> [Exercise prompt]: Pick out and copy each line below that contains the string "digital". Matching is case-sensitive.

--- start of Input for this task ---

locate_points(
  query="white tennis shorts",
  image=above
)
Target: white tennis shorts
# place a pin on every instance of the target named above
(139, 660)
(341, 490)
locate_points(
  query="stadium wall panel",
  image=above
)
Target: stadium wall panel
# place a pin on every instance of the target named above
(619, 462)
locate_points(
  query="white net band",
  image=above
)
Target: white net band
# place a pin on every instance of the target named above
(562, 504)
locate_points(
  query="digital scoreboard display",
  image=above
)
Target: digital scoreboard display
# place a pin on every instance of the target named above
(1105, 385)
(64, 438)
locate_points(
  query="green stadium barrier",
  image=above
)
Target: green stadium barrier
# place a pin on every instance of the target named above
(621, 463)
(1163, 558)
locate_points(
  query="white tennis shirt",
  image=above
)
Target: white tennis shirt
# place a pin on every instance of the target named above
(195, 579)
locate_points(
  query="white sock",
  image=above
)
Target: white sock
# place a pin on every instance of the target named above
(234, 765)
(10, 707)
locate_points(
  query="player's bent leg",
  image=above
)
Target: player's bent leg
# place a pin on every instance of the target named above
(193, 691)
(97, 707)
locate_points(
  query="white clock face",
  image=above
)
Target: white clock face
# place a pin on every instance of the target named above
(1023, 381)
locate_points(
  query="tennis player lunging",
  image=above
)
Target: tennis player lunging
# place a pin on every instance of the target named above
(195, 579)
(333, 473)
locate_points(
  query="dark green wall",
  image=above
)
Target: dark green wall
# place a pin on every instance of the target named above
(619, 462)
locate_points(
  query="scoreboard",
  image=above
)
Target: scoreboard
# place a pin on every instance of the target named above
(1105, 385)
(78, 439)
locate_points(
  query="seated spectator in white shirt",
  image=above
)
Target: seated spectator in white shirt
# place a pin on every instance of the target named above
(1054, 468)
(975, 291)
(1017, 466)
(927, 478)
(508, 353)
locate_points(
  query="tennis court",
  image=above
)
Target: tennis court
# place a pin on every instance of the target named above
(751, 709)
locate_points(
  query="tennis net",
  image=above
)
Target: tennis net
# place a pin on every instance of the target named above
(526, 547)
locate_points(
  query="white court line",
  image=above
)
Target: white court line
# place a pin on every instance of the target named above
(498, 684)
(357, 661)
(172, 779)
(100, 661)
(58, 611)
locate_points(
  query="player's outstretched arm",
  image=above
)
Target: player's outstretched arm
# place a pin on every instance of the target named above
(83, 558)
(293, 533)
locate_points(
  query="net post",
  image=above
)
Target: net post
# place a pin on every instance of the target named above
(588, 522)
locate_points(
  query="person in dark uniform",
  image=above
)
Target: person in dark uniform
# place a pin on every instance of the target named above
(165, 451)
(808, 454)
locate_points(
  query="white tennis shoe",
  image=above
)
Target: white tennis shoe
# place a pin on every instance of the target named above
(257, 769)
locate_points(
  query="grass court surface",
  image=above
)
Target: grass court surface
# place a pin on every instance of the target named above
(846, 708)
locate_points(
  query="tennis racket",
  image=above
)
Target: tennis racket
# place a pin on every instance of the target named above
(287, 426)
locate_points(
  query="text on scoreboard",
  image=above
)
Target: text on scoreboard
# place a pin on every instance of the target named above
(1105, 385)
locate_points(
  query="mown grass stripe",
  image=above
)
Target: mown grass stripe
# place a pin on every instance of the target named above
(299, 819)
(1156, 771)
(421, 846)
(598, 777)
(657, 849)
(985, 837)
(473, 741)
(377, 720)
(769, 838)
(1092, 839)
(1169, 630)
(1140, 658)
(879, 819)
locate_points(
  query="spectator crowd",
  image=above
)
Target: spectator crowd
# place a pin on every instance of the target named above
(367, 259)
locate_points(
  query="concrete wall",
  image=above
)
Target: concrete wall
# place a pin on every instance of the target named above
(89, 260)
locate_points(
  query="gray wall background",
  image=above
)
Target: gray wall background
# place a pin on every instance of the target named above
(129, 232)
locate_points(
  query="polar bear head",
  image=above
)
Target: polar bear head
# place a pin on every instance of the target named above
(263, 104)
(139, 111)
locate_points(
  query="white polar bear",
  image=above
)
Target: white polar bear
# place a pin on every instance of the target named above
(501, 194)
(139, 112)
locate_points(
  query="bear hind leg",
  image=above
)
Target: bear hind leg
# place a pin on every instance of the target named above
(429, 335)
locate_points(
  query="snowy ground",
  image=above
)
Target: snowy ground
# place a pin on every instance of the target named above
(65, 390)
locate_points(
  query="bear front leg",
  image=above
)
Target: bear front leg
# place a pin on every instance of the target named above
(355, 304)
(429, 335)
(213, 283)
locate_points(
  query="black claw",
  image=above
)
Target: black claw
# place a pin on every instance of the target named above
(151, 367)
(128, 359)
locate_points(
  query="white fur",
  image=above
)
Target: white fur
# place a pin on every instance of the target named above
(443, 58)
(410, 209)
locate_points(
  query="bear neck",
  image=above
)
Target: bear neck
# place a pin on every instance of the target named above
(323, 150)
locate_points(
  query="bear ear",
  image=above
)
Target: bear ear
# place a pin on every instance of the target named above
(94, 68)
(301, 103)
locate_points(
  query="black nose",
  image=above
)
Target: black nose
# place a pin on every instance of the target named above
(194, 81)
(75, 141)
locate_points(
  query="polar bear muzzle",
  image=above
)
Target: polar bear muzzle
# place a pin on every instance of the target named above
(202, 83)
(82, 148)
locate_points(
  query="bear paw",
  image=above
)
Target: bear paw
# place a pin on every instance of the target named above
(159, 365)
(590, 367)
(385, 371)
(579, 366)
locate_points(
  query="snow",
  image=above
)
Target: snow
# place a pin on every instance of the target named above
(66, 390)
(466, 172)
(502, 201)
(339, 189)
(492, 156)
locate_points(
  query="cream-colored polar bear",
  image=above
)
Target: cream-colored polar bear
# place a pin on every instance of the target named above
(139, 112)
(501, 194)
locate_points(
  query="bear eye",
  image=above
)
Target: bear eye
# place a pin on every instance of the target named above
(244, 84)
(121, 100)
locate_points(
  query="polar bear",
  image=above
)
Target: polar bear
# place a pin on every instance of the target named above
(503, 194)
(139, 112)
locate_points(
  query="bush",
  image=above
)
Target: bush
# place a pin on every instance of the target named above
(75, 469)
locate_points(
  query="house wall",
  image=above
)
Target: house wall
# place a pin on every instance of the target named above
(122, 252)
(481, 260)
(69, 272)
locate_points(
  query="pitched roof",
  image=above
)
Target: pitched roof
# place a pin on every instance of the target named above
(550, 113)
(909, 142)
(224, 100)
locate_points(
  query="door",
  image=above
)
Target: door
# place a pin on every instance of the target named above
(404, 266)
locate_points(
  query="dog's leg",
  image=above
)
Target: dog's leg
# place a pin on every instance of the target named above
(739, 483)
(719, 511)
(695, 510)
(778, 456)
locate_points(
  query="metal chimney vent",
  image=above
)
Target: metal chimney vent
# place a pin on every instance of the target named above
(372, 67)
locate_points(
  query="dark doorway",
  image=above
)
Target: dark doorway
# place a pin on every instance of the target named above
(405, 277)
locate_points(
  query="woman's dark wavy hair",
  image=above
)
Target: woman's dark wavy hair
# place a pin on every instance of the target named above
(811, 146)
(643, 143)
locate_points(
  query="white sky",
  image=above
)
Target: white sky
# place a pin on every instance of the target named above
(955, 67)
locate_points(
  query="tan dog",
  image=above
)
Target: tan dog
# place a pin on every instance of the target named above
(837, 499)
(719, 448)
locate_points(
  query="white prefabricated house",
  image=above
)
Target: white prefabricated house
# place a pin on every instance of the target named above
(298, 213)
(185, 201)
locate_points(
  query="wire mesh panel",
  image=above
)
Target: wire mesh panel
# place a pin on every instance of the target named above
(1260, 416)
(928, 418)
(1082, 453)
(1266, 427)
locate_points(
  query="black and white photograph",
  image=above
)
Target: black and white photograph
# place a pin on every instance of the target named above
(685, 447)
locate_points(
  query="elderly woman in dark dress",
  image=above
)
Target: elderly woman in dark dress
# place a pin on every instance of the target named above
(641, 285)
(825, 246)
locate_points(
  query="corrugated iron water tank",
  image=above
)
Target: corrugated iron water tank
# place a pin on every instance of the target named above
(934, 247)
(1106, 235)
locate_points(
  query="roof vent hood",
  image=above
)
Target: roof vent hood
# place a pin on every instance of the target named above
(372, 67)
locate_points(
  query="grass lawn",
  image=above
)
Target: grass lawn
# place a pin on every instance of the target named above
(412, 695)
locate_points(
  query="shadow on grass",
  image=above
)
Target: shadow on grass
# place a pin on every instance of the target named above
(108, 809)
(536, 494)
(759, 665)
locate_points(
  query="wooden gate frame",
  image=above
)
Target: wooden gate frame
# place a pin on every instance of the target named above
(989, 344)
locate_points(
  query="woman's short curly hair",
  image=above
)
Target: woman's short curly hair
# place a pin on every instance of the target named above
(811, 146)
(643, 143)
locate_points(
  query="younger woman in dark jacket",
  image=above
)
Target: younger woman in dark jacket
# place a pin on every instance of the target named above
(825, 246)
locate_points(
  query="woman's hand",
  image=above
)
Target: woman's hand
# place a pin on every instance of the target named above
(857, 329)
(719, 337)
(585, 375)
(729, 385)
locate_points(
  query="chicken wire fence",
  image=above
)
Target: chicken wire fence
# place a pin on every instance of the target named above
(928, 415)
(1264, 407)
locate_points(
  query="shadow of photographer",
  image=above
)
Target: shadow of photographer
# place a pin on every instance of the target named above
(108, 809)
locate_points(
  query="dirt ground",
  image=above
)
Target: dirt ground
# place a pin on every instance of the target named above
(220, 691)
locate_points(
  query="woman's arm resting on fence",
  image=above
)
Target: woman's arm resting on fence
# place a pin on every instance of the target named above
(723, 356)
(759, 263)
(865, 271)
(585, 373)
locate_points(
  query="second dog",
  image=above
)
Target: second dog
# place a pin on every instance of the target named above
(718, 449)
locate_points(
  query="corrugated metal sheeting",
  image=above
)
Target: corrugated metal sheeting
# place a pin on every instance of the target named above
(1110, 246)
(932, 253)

--- end of Input for this task ---

> [Answer to this exercise]:
  query="digital scoreboard display",
Target: digital scoreboard display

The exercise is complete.